**Problem to work on:** Every line that appears in the listing is to be set down verbatim.

**Data:**
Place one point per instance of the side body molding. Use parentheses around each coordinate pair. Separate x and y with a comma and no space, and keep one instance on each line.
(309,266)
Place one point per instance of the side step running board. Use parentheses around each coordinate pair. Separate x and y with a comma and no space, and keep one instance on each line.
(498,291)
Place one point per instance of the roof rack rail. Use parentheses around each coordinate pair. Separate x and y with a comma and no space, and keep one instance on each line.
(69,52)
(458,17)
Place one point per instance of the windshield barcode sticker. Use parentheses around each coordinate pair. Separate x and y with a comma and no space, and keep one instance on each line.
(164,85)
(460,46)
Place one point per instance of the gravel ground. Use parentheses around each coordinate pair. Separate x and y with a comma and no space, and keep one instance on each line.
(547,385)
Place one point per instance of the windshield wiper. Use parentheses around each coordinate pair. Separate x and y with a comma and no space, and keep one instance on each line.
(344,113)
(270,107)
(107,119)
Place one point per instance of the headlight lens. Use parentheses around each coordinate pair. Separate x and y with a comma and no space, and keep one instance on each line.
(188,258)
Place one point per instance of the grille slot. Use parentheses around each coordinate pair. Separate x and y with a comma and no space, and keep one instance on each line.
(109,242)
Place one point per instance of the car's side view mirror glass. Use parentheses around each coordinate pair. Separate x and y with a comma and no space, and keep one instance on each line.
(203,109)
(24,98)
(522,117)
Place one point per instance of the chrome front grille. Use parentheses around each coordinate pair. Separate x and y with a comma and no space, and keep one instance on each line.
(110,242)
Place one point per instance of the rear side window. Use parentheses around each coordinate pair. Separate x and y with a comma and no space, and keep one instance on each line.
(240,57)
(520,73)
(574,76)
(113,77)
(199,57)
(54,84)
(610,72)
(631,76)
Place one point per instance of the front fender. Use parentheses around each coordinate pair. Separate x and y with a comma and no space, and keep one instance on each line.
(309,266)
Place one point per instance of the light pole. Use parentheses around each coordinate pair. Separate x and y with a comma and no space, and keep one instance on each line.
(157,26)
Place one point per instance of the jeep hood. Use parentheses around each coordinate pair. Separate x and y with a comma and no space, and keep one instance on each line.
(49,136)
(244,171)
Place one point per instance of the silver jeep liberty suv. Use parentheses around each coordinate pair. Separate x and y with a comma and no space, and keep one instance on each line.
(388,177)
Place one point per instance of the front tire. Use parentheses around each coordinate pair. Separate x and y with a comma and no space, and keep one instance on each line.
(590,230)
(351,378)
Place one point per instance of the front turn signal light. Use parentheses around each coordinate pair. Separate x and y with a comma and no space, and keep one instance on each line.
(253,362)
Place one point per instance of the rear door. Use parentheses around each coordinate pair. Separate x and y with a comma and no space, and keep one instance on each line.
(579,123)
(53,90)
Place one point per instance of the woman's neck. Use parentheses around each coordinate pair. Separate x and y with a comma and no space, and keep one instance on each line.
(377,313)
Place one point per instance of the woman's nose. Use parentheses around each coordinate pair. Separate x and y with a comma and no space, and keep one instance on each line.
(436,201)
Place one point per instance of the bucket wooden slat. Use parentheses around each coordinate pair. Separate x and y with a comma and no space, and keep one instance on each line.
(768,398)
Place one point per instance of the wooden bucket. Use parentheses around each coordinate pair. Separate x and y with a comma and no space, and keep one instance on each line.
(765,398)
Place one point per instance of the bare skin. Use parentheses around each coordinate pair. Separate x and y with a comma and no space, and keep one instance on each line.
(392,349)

**Reply to the exercise:**
Place one point per instance of the side body molding. Use parentheses around each coordinate pair. Separate x and y with a comma and no space, and keep one instance on each line.
(309,266)
Place one point per instance of the side step running board. Use parentheses around each coordinate pair. Separate x and y with a comma and no space, and keep one instance on each line.
(498,291)
Place one point per instance of the roof rack rail. Use parentheses around each coordinate pair. Separate x and y with a comma and no space, and keep one instance on each line.
(69,52)
(458,17)
Place one point per instance of the windshield barcode sticker. Use parentheses around each coordinate pair. Separate x and y with a comma and no space, and keep one instance on each line.
(164,85)
(460,46)
Place one point per instance of the gravel ground. Use parentheses around each coordinate pair. Separate x and y with a comma and no space, and keep one instance on each line.
(547,385)
Place one point per instance of the windshield wiper. Use parentheses around each coordinate pair. Separate x and y with a comma and no space, and keep one instance on each line.
(344,113)
(270,107)
(107,119)
Place one point per instance of the headlight lens. Use parentheses around each coordinate pair. Separate x and y with a comma and no space, and keep one instance on each line.
(188,258)
Place one point per instance of the grille slot. Use parentheses around each coordinate pair. Separate x and y with a comma and no space, and keep one instance on each line.
(109,242)
Place one point per instance of the car's side view mirror glass. Use parentheses around each coordinate pair. Separate x and y with a comma and no space, and keep one instance on each line.
(203,109)
(24,98)
(522,117)
Place one point per instance of the chrome front grille. Use parentheses around each coordinate pair. Separate x and y with a comma and no space, and keep one instance on each line.
(110,242)
Place one point per instance of the rear side window. Use parentheses around each coordinate pair. Separate x and y with a comma and no space, and keep one instance on each line.
(240,57)
(520,73)
(574,76)
(113,77)
(199,57)
(54,84)
(610,72)
(631,76)
Place one point per instance of the front fender. Use parentheses around each coordinate pair. Separate x and y with a comma and no space, and keep one instance on each line.
(309,266)
Place one point per instance of the light pole. Use parentheses around each coordinate pair. Separate x and y with a comma and no space, and keep one instance on each line.
(157,26)
Place one point per instance of the jeep hood. Use parentheses around each coordinate pair. Separate x and y with a comma and no space, and keep one instance on each line.
(49,136)
(244,171)
Place one point per instance of the silver jeep liberty suv. Use parentheses around each coordinate pair. Separate x and y with a comma and no space, and keep one instance on each line.
(388,177)
Place one point per instance of the front tire. Use parentheses around each coordinate pair. Separate x and y with a comma and no space, and keep one instance on each line.
(590,230)
(351,378)
Place one point per instance of the front turn signal light. Use parentheses around each coordinate pair. Separate x and y with a comma and no space, and keep one instance on each line.
(253,362)
Place one point per instance of the rear door. Use parentheses around each coordinate pair. Separate x and y with a comma and no space, and keep one instance on each line.
(579,123)
(53,90)
Place one point per instance of the woman's neck. Use parentheses around each coordinate pair. Separate x and y with a comma and no space, and keep one instance on each line.
(377,313)
Place one point per instance of the woman's nose. Use parentheses around each coordinate pair. Separate x and y with a comma and no space, and keep one instance on each line.
(436,201)
Place one point per instance of the bucket wooden slat. Use parentheses around each coordinate pair. Separate x and y with a comma and no space, and keep one instance on each line.
(768,398)
Place one point per instance of the wooden bucket. Use parentheses around each coordinate pair. Separate x and y with a comma and no space, and keep one instance on each line.
(765,398)
Place one point per instance of the bare skin. Use parentheses around each coordinate pair. Separate x and y with a comma and no space, and keep one instance on each line.
(392,349)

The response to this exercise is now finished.